Nasza Loteria SR - pasek na kartach artykułów

Dla tenisistki stołowej SPAR-Zamku Tarnobrzeg Li Qian Chiński Rok Małpy ma być szczęśliwy

Piotr Szpak
Li Qian (z lewej) wyleciała do Chin by odpocząć przed drugą częścią sezonu.
Li Qian (z lewej) wyleciała do Chin by odpocząć przed drugą częścią sezonu. Archiwum prywatne
Najlepsza tenisistka stołowa naszego kraju, zawodniczka drużyny SPAR-Zamku Tarnobrzeg Li Qian wyleciała już do swojej ojczyzny Chin. Wróci w pierwszej połowie stycznia.

Li Qian wraz ze swoim mężem Tian Zichao oraz niespełna dwuletnim synkiem Wiliamem przebywa w Baodning swoim rodzinnym mieście leżącym w Chińskiej prowincji Hebei. To tam urodziła się zwana przez tarnobrzeskich kibiców z racji filigranowej sylwetki Mała. W 2000 roku przyleciała do nieznanej jej Polski. Siedem lat później otrzymała polskie obywatelstwo, a już rok później reprezentowała nasz kraj podczas Igrzysk Olimpijskich, które odbyły się w Pekinie. Później był występ w kolejnych Igrzyskach, które w 21012 roku odbyły się w Londynie. Tam też podjęła decyzję, że chce zostać mamą. Poświęciła się macierzyństwu.

ZADANIA DO ROZWIĄZANIA –
a) Kiedy według artykułu o Li Qian zawodniczka ma wrócić z Chin?
b) Wypisz wszystkie osoby, które artykuł o Li Qian podaje z imienia albo z imienia i nazwiska.
c) Poprowadź dalej artykuł o Li Qian od ostatniego zdania fragmentu.
Zapisy pochodzą z innego źródła niż fragment.

(Zapisy rozmieszczenia punktów)
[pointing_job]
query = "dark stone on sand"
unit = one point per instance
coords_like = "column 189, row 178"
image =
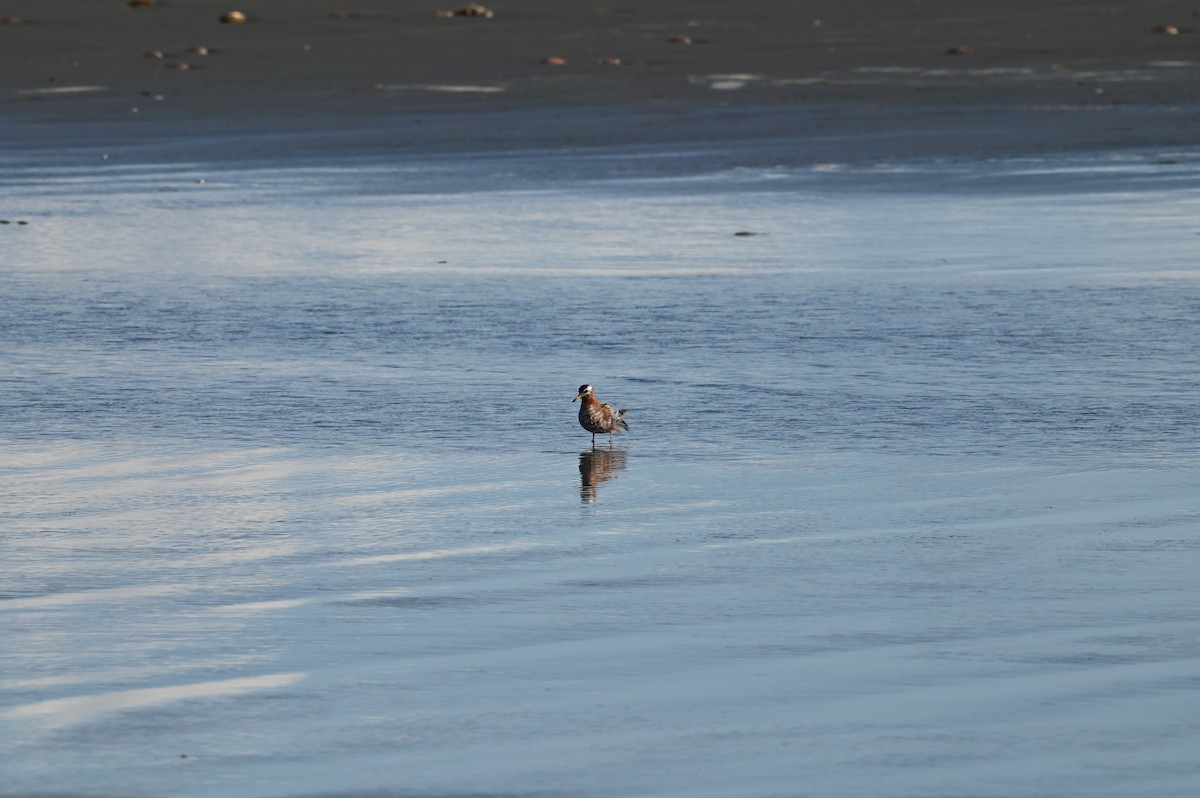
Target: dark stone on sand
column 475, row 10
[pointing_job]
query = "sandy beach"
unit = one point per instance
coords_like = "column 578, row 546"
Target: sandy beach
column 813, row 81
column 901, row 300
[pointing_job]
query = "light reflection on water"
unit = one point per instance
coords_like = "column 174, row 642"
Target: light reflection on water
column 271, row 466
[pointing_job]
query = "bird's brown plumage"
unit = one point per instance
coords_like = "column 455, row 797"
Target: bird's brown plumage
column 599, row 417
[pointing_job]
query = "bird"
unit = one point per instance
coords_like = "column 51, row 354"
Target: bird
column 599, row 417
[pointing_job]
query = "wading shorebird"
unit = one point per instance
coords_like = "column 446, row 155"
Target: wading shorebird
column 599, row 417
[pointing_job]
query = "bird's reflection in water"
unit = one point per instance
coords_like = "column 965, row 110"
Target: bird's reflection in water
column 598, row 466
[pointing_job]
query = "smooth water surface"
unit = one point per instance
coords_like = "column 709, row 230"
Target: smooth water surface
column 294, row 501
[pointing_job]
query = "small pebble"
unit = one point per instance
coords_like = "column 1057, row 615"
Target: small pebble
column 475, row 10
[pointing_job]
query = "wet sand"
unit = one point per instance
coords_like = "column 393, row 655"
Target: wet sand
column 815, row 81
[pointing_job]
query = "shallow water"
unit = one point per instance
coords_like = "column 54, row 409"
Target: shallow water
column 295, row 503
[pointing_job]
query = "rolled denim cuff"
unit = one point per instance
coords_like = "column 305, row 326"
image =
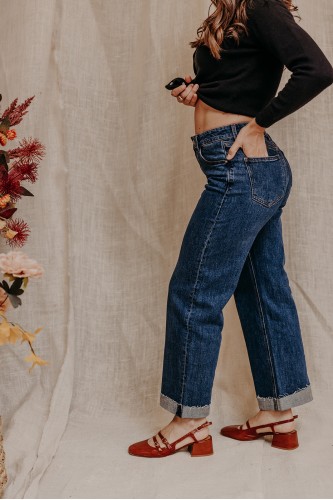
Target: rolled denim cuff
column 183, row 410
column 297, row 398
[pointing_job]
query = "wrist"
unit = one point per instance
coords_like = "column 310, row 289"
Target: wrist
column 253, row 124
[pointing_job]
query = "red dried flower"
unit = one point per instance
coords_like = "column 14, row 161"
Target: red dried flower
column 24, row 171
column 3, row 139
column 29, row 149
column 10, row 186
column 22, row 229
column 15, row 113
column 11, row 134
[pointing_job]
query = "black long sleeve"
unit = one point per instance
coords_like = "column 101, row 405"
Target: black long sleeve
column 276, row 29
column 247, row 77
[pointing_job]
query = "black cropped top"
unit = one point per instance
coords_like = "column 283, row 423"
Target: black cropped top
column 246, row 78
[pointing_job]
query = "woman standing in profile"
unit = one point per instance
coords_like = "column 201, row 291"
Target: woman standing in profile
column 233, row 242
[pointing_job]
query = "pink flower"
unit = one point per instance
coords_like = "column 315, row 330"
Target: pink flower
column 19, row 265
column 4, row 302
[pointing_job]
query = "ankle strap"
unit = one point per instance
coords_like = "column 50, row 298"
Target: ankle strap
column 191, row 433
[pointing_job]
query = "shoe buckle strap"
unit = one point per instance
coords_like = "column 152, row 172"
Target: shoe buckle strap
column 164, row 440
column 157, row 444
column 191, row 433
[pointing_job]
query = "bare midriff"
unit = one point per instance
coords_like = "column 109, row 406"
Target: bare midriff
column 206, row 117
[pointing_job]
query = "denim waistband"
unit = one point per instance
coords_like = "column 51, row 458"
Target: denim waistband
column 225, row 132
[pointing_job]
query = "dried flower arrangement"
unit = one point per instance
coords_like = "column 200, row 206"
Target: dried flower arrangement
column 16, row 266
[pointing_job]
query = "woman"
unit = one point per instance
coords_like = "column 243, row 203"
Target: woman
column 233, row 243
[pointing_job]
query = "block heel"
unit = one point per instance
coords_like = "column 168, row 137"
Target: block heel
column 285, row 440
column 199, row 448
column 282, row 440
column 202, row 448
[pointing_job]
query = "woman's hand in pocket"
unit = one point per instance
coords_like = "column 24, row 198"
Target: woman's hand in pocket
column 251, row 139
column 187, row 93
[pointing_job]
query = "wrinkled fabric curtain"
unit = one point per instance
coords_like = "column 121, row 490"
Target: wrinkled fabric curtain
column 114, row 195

ODPOWIEDZI DO ZADAŃ –
a) W pierwszej połowie stycznia.

b) Piotr Szpak, Li Qian, Tian Zichao, Wiliam

c)
- Chce zostać mamą, a później wystartować w Igrzyskach w Brazylii. Czy w to wierzę? Oczywiście! Przecież tak ma być i tak będzie – mówiła przez trzema laty. Zawsze uśmiechnięta i mówiąca w naszym języku z dźwięcznym sympatycznym akcentem.

- Tak jak przy pingpongowym stole tak i w życiu prywatnym „Mała” dopięła swego. Zaszła w ciążę i zamieszkała ze swoim mężem z Brukseli. Mąż Tian Zichao był, bowiem trenerem młodzieżowej reprezentacji Belgii Jeszcze przed urodzeniem dziecka oboje podjęli decyzję o przeprowadzce do Niemiec. Zamieszkali w Monachium, a Bawaria szybko i to bardzo im się spodobała. Tian Zichao jest trenerem młodzieży w Niemczech. Li Qian natomiast wróciła latem do Tarnobrzega. Przyleciała tu z mamą, która zajmuje się Wiliamem, dzięki czemu Li Qian skupiać się może na treningach i jak najlepszym przygotowaniu się do Igrzysk Olimpijskich w Rio de Janeiro. Teraz wyleciała do domu w Chinach.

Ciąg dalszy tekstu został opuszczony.